## Work to complete
Output each line of the data word for word, from the first through the line that holds "Put a marker on every instance of the pink", and leave off whatever follows.

## Input material
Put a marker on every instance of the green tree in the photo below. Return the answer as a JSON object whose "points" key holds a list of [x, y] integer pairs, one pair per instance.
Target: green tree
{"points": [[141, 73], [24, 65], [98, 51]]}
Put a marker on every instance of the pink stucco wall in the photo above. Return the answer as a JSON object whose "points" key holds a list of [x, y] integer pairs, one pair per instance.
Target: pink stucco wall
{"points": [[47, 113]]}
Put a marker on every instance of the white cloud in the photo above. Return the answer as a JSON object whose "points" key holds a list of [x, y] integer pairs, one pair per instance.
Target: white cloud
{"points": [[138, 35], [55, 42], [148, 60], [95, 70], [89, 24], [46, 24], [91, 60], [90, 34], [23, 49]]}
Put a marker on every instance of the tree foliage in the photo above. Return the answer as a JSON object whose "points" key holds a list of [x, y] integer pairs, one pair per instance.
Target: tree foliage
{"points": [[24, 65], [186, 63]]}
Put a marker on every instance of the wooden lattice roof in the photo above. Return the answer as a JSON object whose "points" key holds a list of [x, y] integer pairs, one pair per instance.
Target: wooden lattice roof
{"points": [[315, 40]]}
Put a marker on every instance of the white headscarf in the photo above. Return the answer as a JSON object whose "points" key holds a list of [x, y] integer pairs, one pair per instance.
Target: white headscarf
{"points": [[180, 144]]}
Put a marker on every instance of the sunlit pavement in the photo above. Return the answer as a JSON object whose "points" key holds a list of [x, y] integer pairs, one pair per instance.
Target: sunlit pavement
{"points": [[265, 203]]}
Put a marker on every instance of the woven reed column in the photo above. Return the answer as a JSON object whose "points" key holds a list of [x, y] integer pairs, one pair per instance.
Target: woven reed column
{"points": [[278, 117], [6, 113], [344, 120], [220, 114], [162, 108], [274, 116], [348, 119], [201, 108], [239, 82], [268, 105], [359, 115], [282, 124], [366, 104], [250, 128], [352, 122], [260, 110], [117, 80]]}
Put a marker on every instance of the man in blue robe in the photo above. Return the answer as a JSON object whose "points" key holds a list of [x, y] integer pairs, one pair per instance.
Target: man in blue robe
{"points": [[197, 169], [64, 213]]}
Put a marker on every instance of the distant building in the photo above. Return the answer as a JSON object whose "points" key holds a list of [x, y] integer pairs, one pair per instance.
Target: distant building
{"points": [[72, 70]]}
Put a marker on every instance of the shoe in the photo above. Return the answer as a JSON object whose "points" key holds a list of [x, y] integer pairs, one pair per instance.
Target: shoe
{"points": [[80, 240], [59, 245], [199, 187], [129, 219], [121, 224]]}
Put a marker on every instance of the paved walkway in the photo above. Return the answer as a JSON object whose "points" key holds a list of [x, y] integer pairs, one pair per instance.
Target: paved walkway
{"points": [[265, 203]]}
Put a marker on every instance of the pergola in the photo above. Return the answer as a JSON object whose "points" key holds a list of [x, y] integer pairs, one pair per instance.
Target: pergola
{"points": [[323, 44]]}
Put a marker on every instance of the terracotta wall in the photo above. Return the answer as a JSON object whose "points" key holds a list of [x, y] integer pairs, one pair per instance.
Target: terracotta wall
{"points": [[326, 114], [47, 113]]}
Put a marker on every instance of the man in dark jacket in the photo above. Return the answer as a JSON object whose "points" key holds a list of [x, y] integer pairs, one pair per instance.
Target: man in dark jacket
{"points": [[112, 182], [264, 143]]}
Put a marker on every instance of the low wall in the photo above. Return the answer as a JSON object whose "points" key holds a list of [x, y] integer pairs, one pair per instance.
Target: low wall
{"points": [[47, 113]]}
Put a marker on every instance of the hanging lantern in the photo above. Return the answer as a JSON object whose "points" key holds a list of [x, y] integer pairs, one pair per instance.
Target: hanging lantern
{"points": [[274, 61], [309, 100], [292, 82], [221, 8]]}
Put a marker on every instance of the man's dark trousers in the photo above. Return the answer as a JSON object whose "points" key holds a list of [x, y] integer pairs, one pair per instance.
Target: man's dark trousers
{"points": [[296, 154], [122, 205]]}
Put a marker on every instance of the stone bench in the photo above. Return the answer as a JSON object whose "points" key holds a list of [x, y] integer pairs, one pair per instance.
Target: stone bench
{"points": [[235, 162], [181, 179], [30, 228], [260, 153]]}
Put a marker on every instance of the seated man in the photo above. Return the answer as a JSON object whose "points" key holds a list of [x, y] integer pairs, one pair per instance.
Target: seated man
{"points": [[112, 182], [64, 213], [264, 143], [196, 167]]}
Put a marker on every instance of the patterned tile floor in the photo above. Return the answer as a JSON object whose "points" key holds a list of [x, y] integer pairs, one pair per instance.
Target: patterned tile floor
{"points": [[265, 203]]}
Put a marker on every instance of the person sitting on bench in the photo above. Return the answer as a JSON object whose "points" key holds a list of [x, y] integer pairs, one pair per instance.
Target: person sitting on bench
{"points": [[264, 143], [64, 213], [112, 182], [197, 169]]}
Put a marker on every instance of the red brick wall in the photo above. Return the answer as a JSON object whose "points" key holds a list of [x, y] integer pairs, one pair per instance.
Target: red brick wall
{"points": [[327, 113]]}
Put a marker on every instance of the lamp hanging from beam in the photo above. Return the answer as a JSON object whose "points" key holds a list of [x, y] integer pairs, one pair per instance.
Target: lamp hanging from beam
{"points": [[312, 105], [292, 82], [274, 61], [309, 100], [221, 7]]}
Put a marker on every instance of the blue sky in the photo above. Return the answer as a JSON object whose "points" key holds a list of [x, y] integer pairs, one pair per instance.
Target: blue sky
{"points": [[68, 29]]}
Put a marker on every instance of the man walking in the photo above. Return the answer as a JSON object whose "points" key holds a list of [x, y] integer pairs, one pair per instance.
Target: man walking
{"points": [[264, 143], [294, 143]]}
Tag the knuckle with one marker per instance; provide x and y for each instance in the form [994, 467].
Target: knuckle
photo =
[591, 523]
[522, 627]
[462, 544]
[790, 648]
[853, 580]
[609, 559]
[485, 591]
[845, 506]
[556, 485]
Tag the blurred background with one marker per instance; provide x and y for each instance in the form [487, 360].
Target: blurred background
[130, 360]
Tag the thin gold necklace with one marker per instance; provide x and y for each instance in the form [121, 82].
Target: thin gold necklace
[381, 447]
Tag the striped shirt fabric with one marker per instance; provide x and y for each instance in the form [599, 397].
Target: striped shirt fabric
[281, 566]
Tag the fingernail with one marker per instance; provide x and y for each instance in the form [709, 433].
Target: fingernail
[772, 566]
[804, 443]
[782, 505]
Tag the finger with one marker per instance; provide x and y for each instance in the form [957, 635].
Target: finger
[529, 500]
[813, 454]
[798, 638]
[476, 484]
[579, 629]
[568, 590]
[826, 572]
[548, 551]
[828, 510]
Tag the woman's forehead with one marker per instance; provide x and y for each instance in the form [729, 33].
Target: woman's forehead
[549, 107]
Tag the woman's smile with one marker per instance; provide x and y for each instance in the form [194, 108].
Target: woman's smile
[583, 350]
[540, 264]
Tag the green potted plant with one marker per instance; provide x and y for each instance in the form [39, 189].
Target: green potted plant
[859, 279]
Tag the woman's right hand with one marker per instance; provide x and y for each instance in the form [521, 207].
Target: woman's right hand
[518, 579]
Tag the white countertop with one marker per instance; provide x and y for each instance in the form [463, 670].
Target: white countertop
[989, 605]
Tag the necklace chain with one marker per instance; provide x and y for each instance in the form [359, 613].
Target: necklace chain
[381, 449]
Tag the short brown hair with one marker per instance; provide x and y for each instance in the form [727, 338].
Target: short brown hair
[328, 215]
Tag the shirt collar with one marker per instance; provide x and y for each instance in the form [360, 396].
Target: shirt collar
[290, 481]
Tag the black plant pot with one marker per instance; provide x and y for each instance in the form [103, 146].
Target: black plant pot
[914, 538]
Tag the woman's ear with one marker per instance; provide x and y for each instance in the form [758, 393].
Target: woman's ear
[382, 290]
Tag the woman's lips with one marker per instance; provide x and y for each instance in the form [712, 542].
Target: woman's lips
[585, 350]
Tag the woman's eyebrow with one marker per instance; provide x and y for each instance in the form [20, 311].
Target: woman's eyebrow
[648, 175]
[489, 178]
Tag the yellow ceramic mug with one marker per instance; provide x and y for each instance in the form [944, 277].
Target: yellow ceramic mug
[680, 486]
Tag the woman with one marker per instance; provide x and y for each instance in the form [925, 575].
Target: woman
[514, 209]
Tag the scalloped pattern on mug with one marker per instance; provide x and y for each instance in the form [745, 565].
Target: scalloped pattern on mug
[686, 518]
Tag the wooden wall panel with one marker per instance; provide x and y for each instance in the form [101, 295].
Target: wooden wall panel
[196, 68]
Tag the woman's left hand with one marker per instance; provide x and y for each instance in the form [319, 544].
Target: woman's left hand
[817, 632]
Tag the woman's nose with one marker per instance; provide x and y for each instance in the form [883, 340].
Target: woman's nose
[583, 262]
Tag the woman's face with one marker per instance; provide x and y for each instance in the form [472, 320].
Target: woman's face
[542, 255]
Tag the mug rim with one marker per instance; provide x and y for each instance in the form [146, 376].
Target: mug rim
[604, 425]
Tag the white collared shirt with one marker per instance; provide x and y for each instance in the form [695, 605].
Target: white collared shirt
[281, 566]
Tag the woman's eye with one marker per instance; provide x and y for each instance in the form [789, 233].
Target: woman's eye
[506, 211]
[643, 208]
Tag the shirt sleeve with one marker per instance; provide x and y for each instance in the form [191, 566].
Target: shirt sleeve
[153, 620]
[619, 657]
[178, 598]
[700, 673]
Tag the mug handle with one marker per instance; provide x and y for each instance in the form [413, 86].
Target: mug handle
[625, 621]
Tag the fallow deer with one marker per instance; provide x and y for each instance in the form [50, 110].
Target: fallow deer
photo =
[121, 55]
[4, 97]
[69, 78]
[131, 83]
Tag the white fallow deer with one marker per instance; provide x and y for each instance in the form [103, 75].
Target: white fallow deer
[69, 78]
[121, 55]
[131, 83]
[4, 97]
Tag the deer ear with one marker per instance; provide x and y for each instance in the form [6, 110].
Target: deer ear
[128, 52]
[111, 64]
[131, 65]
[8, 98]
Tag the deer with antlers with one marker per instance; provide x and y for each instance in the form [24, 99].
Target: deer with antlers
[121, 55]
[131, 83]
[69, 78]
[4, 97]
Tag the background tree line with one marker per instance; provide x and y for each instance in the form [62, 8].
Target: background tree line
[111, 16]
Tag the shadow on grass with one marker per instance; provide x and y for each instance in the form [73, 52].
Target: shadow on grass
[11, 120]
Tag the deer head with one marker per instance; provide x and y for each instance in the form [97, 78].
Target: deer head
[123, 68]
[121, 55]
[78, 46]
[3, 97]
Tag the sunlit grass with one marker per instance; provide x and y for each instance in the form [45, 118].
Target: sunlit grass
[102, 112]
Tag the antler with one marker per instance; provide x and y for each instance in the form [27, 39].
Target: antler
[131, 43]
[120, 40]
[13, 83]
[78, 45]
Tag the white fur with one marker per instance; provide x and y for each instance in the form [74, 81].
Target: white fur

## Written reply
Put a marker on every instance of the green tree in the photo below. Return the answer as a JSON object whose "points" key holds a list of [x, y] integer pairs, one pair per instance.
Target: green tree
{"points": [[141, 73], [24, 65], [98, 51]]}
Put a marker on every instance of the pink stucco wall in the photo above. Return the answer as a JSON object whose "points" key holds a list of [x, y] integer pairs, one pair per instance.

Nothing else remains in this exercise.